*Dataset records*.
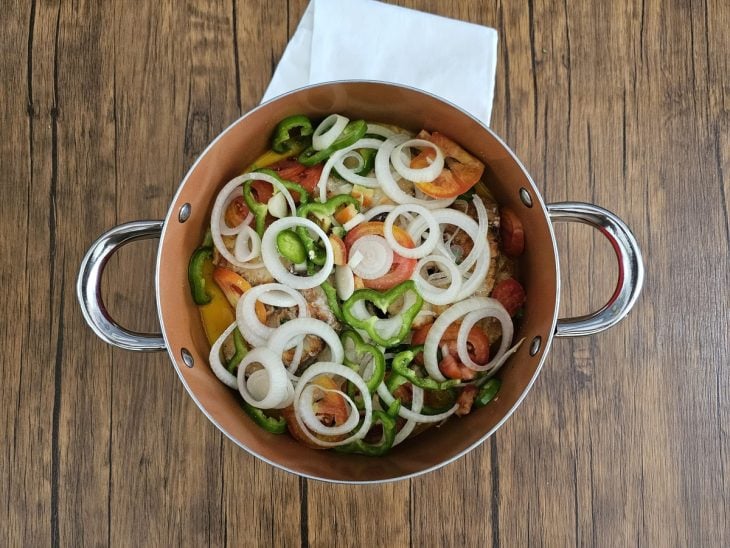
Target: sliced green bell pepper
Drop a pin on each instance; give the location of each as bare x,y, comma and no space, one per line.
487,392
270,424
400,364
387,420
290,246
383,331
353,132
240,352
195,274
283,140
355,347
322,210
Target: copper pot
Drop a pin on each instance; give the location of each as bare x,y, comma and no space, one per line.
181,231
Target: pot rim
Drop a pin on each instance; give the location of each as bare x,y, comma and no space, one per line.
538,201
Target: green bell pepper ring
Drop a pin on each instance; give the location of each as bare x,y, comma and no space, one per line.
270,424
195,274
331,294
240,352
353,132
282,139
400,364
323,210
383,331
487,392
290,246
387,420
355,347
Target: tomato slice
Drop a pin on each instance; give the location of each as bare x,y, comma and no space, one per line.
402,268
477,344
462,170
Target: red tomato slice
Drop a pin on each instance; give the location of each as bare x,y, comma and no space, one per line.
402,268
462,170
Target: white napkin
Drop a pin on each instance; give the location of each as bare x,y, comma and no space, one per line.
368,40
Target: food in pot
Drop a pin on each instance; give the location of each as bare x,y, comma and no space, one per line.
354,285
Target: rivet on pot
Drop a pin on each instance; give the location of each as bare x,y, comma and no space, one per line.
535,345
187,357
185,211
525,197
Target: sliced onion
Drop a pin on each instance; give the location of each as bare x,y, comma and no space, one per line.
216,214
328,131
278,391
253,330
214,358
305,411
335,369
352,223
373,212
283,336
329,164
416,406
248,245
494,309
377,257
277,205
272,260
434,231
345,282
410,414
449,316
390,186
431,293
422,175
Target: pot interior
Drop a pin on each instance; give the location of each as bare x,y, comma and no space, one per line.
235,149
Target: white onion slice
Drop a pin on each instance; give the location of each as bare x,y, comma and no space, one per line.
216,214
434,231
373,212
344,281
431,293
277,392
377,257
329,164
272,260
214,358
330,368
416,406
253,330
248,244
495,309
449,316
282,337
410,414
352,223
328,131
421,175
304,409
390,186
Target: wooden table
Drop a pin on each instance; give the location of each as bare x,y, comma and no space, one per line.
622,441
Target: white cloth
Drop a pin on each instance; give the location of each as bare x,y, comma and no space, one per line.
369,40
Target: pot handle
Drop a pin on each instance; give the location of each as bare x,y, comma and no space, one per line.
88,287
630,267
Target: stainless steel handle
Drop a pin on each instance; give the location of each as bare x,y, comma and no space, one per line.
88,287
630,267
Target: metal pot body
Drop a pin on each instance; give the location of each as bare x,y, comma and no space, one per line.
181,330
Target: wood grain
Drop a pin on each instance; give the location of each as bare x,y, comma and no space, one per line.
622,441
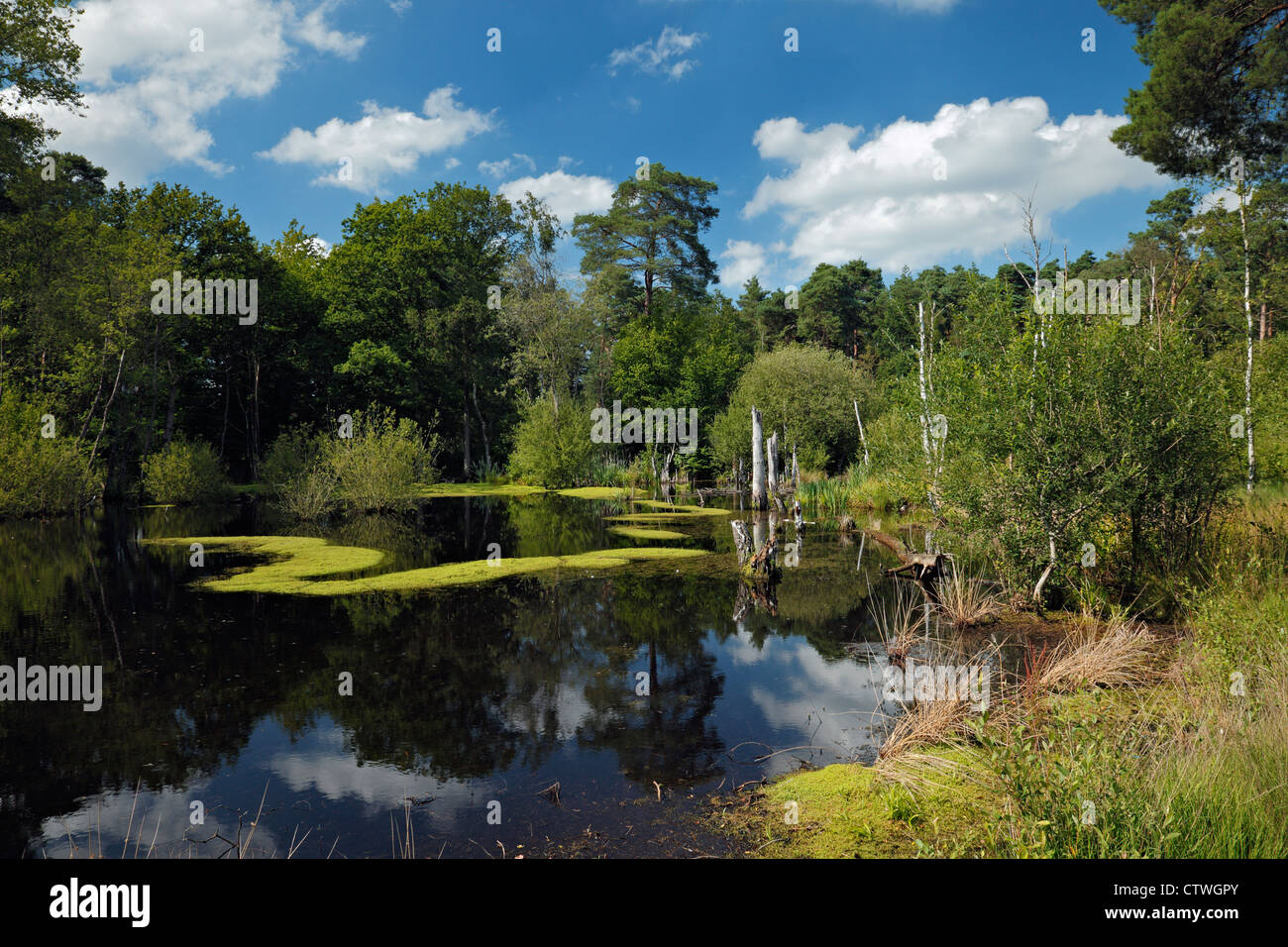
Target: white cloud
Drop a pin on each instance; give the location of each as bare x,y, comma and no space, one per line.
746,260
314,31
664,55
915,192
147,89
382,142
567,195
498,169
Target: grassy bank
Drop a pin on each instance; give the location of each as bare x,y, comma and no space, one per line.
1124,740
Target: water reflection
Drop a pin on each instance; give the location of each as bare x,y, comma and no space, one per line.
460,697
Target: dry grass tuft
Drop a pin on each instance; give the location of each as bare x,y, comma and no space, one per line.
965,602
1119,654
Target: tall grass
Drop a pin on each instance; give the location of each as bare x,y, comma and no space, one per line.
965,602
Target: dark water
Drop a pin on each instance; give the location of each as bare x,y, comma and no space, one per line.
462,698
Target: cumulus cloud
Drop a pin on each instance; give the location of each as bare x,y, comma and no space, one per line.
360,155
666,55
915,192
745,261
567,195
498,169
153,69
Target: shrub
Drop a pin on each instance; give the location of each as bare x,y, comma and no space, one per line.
554,449
381,464
292,454
805,392
42,474
185,472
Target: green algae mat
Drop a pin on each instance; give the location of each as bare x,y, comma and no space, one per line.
305,566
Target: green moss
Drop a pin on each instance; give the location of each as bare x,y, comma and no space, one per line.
845,810
639,532
301,564
441,489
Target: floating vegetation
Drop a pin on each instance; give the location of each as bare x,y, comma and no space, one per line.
447,489
301,565
640,532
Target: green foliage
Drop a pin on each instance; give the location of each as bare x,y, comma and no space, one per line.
806,393
553,447
652,231
185,472
1215,88
38,474
1100,421
380,466
295,451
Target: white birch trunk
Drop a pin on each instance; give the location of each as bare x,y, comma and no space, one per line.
772,462
759,500
1247,376
862,438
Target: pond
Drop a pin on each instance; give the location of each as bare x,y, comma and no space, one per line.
574,710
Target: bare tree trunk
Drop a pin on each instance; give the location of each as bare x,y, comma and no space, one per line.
759,501
465,436
1046,574
487,451
863,440
772,463
742,541
1247,376
107,407
168,408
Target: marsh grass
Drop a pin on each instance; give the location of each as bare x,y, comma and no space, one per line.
965,602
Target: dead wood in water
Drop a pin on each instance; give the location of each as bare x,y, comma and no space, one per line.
922,569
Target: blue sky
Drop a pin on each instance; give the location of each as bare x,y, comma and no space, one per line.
900,133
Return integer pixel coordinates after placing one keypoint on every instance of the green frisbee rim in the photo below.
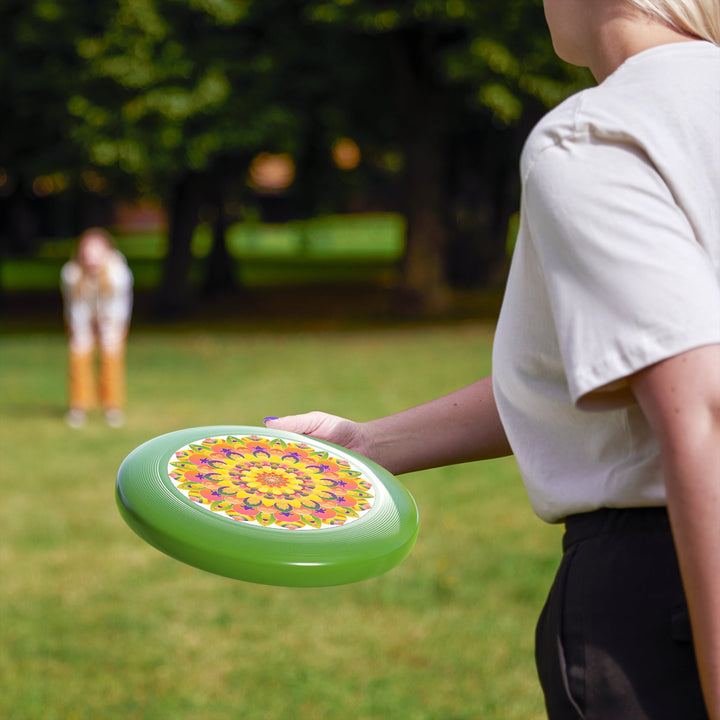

*Exercise goal*. Please give an exact copy of the entries above, from the line with "Target: floating vegetation" down to the line with "Target: pond", inclusive, and nothing else.

*Result*.
Target: floating vegetation
Drop a pin on each instance; give the location of each as bare x,y, comma and no space, one per line.
447,489
301,565
640,532
Target: green foliage
Drop a pin on each instance; give the location of each as bare x,y, comma and no space, one per line.
806,393
553,447
652,231
185,472
1215,88
38,474
1100,421
380,466
295,451
Target: white birch trunk
Drop a pin on each instance; give the location of each as bare x,y, comma and no space, one per line.
772,462
759,500
1247,376
862,438
Target: pond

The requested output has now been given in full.